§ **TASKS AND EXERCISES**
**A.** Using the article about the writer Hanna, decide whether each statement agrees with it, and support each yes or no with the deciding words quoted from the article: (i) Hanna still lives on the outskirts of Kuala Lumpur. (ii) The Weight of our Sky was published in 2020. (iii) Gwen Johnson is a history teacher.
**B.** According to the article about the writer Hanna, which award did The Weight of our Sky win in 2019?
**C.** Continue the article about the writer Hanna, beginning right after its last sentence.

Born on the outskirts of Kuala Lumpur where she still lives with her husband and two children, Hanna was fascinated by words and language and was, by her own admission, a voracious reader. Enid Blyton, Louisa May Alcott, Roald Dahl and the children’s classics made up the bulk of her childhood reading. As an adult Terry Pratchett has become a favourite.

“I learned to find pieces of myself in characters, but I never saw a full reflection; a complete picture,” she said.

In recent years, Southeast Asian authors writing in English have become more prominent internationally with works by Malaysians including Tash Aw and Tan Twan Eng winning major literary awards, and Crazy Rich Asians by Singapore-born writer Kevin Kwan being turned into a blockbuster movie.

“The way it usually works is that a Malaysian gets recognised overseas and then the Malaysian local scene claims them,” Vethamani said. “Accolades after the fact. Success has to happen somewhere else.”

The Weight of our Sky won the US-based Freeman Book Award for Southeast Asian literature in 2019.

Book cover composite

The Weight of our Sky was published in 2019. The Girl and the Ghost comes out in August.

Gwen Johnson, a history teacher with a focus on Asian studies who was among the judges, said the novel speaks across cultures, with characters that can connect with today’s young people despite being set 50 years ago.

“So many of the themes and emotions that the two key protagonists deal with are current in the lives of today’s teenagers,” Johnson said in an email from her home in New York.

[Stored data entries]
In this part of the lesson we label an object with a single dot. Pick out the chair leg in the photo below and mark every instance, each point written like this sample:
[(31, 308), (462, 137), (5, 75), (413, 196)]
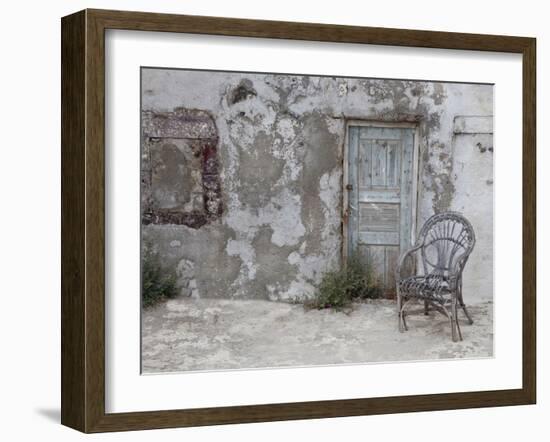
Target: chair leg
[(462, 305), (470, 320), (402, 324), (455, 327)]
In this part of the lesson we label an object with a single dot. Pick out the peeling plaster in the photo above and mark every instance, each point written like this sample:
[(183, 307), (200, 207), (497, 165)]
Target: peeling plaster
[(279, 161)]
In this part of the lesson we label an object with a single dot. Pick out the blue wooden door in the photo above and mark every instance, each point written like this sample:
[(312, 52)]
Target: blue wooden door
[(380, 196)]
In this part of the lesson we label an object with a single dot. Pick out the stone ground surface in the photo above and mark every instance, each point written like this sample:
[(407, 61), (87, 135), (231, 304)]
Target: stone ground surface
[(213, 334)]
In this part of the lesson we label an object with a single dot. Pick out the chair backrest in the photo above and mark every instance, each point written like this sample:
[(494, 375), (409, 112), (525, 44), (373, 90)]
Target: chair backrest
[(447, 240)]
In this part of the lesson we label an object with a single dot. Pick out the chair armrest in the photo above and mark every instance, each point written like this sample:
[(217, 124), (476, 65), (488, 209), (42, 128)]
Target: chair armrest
[(402, 259)]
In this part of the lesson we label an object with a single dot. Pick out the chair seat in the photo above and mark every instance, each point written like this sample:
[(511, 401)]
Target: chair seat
[(432, 287)]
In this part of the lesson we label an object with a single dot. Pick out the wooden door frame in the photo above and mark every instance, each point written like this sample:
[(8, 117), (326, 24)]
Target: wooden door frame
[(345, 172)]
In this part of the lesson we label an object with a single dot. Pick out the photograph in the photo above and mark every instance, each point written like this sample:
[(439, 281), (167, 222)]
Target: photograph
[(297, 220)]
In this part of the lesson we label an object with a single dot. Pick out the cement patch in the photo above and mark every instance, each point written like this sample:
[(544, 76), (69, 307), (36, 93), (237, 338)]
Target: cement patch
[(219, 334)]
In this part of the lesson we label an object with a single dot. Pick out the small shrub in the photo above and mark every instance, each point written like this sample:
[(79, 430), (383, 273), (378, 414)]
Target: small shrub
[(339, 288), (156, 284)]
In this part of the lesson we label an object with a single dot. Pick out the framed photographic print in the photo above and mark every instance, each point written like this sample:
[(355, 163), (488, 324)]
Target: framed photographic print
[(270, 220)]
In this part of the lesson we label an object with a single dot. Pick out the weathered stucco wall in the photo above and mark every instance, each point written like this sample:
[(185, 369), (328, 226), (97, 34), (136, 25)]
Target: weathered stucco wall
[(268, 151)]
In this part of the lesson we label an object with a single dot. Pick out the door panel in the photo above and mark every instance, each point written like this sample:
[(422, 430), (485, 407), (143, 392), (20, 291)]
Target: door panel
[(380, 201)]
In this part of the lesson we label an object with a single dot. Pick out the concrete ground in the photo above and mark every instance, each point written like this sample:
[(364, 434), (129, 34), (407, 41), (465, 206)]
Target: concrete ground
[(213, 334)]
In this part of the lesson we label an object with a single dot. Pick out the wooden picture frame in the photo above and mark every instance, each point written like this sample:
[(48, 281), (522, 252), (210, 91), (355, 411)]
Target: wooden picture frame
[(83, 220)]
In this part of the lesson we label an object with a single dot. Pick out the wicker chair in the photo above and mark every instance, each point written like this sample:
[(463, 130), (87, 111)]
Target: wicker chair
[(443, 246)]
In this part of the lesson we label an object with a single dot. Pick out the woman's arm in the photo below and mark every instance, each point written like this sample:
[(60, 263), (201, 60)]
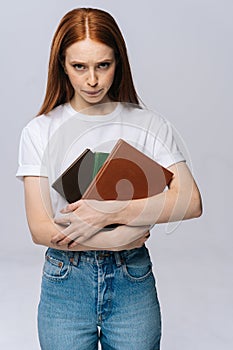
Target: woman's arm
[(181, 201), (43, 228)]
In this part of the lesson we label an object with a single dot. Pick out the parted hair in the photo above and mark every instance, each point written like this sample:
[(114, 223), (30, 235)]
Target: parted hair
[(99, 26)]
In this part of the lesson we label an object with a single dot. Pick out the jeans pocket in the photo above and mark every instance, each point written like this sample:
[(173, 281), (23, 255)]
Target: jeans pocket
[(138, 267), (56, 268)]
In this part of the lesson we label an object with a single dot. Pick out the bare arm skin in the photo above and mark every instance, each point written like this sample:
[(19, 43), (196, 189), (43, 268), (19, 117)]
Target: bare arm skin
[(181, 201), (43, 228)]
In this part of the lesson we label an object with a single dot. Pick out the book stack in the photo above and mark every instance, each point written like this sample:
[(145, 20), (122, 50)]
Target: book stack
[(125, 173)]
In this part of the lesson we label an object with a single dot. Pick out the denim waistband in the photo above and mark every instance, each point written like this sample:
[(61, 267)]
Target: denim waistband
[(96, 256)]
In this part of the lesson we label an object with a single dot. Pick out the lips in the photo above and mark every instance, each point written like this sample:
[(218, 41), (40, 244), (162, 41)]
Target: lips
[(93, 93)]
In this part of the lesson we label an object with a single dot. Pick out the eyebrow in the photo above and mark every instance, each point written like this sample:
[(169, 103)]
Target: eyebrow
[(81, 62)]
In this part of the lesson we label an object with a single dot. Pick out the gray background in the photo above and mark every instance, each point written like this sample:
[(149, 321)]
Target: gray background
[(181, 55)]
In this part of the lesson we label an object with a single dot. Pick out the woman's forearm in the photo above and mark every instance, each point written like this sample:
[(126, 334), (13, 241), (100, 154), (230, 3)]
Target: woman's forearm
[(181, 201), (123, 237)]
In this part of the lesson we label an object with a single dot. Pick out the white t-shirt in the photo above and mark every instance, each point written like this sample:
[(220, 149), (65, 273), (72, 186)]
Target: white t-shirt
[(50, 143)]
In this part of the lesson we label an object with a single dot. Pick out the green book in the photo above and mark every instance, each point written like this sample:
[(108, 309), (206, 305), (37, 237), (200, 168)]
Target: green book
[(74, 181)]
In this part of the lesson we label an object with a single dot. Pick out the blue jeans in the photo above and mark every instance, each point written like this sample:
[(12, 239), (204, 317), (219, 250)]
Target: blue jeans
[(102, 296)]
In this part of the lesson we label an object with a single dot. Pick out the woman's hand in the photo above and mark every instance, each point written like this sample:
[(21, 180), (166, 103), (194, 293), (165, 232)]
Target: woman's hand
[(82, 220)]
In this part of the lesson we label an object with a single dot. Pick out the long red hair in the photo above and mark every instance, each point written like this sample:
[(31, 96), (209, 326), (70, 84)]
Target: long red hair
[(73, 27)]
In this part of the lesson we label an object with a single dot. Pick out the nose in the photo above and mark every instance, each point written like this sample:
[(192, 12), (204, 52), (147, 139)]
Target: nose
[(92, 78)]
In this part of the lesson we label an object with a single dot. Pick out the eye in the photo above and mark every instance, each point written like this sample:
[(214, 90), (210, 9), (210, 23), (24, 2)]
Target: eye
[(104, 65), (78, 66)]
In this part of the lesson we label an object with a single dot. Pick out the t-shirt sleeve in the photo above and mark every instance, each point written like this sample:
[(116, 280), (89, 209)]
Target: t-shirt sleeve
[(166, 149), (30, 154)]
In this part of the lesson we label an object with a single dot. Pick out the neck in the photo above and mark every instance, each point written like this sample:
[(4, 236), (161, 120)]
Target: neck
[(106, 107)]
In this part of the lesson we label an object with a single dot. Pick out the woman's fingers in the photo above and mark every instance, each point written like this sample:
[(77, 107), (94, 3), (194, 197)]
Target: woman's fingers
[(70, 207)]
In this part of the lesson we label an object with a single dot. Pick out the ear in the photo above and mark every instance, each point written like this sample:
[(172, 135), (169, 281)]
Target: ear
[(63, 64)]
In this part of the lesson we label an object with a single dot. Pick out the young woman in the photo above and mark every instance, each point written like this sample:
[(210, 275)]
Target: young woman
[(97, 285)]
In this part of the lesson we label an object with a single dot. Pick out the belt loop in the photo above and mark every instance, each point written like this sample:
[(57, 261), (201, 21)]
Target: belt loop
[(74, 259), (118, 259)]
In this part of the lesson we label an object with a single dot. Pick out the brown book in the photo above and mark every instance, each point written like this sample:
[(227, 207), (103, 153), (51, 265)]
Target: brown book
[(128, 174)]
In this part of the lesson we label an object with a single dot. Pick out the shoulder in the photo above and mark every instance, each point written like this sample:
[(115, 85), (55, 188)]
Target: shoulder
[(143, 116), (44, 120)]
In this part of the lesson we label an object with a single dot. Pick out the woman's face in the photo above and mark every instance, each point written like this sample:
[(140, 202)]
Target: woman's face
[(90, 66)]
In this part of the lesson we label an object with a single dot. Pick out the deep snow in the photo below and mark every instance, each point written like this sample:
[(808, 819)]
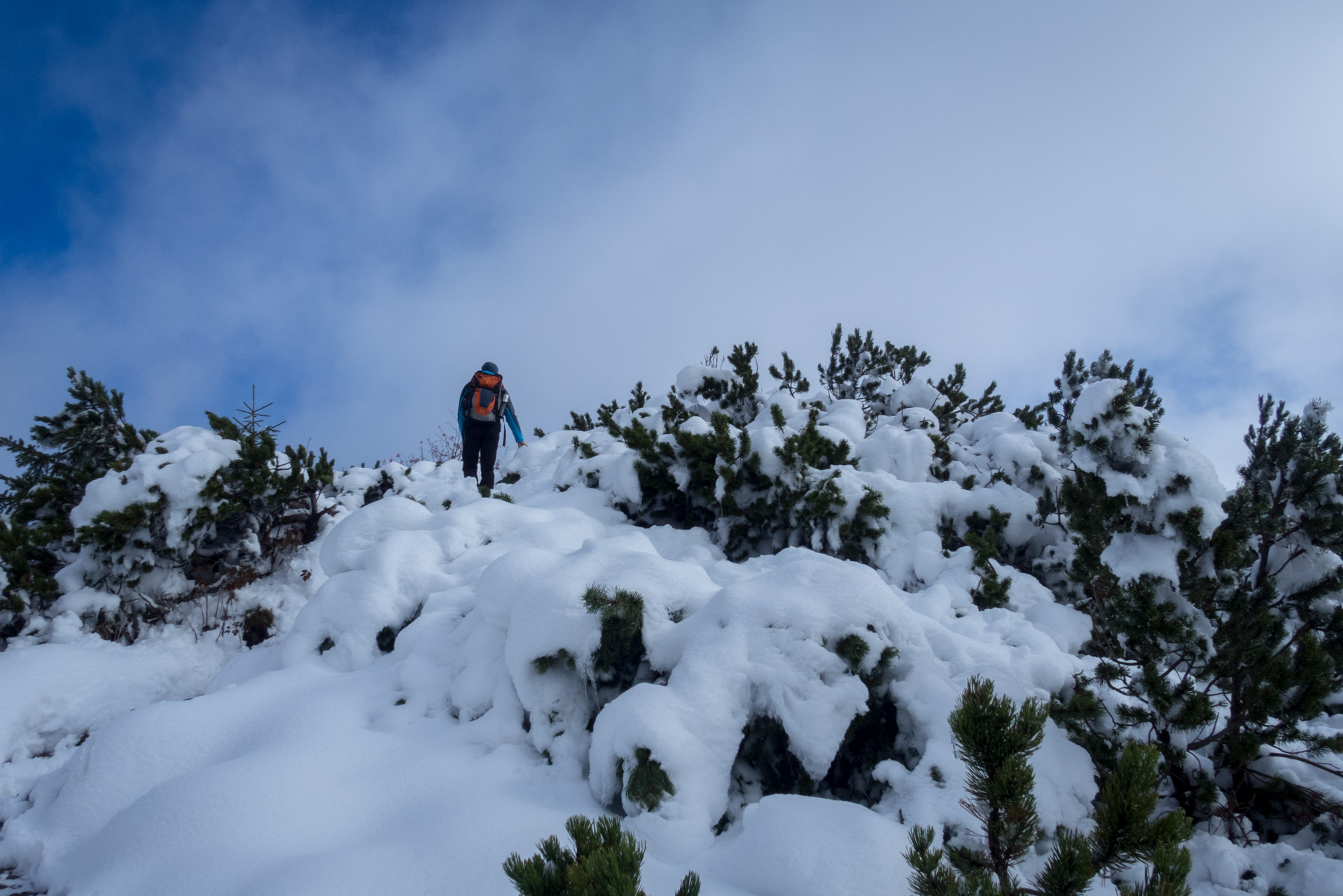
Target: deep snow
[(187, 764)]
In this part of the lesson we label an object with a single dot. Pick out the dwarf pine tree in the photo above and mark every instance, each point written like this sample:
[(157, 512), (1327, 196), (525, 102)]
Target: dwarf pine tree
[(996, 741), (251, 512), (605, 862), (1276, 656), (858, 365), (1228, 660), (89, 437)]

§ **ANSWERS TO THE EXERCISE**
**A.**
(i) Yes: "Born on the outskirts of Kuala Lumpur where she still lives with her husband and two children"
(ii) No: "The Weight of our Sky was published in 2019."
(iii) Yes: "Gwen Johnson, a history teacher with a focus on Asian studies"

**B.** The US-based Freeman Book Award for Southeast Asian literature.

**C.**
“(Alkaf) brings out the raw emotions and prejudicial attitudes that have simmered under the surface over differences in religion, ethnicity, cultural practices, as well as addressing attitudes towards those with disabilities, and explores why these differences separate people and often incite violence and conflict.”

Faith, culture, supernatural

For Johnson, the book is “terrific” for classroom use and an example of how historical fiction can help in the understanding of another’s history and culture. Winning the Freeman award means the book is likely to be added to school libraries and reading lists.

In Malaysia, the book has been well received and has been translated into Malay. Hanna says she was delighted to receive emails from Malay teenagers, young people with mental illnesses and others who felt a connection with the characters and the story.

“They felt quite emotional to see their language, culture and customs play out in a book that had been published on a global stage,” she said. ”They are all able to find bits and pieces of themselves in the book.”

Last month, Hanna published a short story for 8-12 year olds – written in verse and part of an anthology celebrating the Muslim festival of Eid – and her second novel will be published in August.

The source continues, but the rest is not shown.